> _TO BE DONE_
Reproduce the listing below as a Markdown table with the columns Row and Listing line, numbering each line and omitting blank lines. Keep any pictures out of the table.

- - -

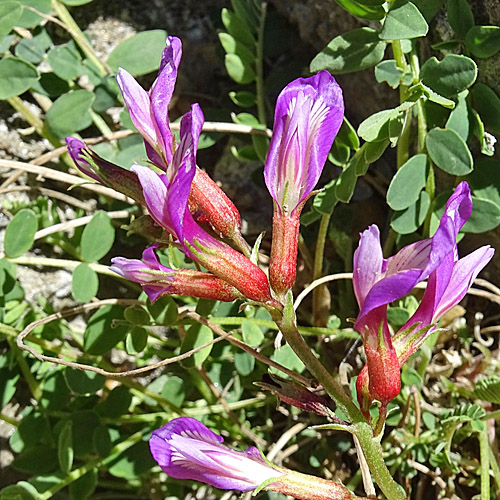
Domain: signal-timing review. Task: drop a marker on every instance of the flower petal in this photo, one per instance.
(368, 262)
(308, 115)
(186, 449)
(138, 103)
(75, 149)
(464, 273)
(155, 189)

- - -

> _EXERCISE OUTPUT_
| Row | Listing line |
|---|---|
| 1 | Domain: signal-timing review. Task: drop a marker on every instance of the flower petal in this photo, one per instance. |
| 2 | (368, 262) |
| 3 | (308, 115) |
| 4 | (186, 449) |
| 5 | (138, 103) |
| 6 | (75, 149) |
| 7 | (464, 273) |
| 8 | (155, 189) |